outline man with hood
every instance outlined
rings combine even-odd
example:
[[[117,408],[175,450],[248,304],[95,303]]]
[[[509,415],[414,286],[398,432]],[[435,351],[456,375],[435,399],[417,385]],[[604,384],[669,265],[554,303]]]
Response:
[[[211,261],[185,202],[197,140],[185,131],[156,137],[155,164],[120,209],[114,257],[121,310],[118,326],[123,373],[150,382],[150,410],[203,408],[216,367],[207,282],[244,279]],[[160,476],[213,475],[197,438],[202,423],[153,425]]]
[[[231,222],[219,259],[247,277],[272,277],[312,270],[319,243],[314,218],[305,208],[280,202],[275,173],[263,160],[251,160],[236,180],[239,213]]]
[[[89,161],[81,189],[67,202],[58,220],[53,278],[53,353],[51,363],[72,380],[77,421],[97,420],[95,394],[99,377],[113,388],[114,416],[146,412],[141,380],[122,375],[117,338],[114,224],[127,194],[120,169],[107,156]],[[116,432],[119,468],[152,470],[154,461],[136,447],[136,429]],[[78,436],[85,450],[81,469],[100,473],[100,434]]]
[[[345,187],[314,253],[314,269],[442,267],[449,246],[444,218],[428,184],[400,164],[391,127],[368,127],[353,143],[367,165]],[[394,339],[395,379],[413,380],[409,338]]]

● **Stated problem**
Reproduce every one of the lines above without changing anything.

● **Reply**
outline man with hood
every instance outlined
rings combine even-odd
example:
[[[117,408],[175,450],[248,304],[95,303]]]
[[[509,415],[414,286],[398,432]],[[435,351],[456,375],[435,399],[417,385]],[[604,384],[669,265],[554,303]]]
Response:
[[[211,261],[185,202],[197,140],[185,131],[156,137],[155,164],[120,209],[114,257],[121,310],[118,326],[123,373],[150,382],[150,410],[203,408],[216,367],[207,282],[244,279]],[[160,476],[213,475],[197,438],[202,423],[153,425]]]
[[[231,222],[219,259],[247,277],[272,277],[312,270],[319,243],[314,218],[305,208],[280,202],[275,173],[263,160],[251,160],[236,180],[239,213]]]
[[[89,161],[81,189],[67,202],[58,220],[53,278],[53,353],[51,363],[72,380],[77,421],[97,420],[95,394],[99,377],[113,388],[114,416],[146,412],[141,380],[122,375],[117,338],[114,224],[127,194],[120,169],[107,156]],[[116,432],[119,468],[152,470],[154,461],[136,447],[136,429]],[[78,436],[85,450],[81,469],[100,473],[100,434]]]
[[[345,187],[314,253],[314,269],[442,267],[449,246],[444,218],[428,184],[400,164],[391,127],[368,127],[353,143],[367,165]],[[394,339],[395,379],[413,380],[409,338]]]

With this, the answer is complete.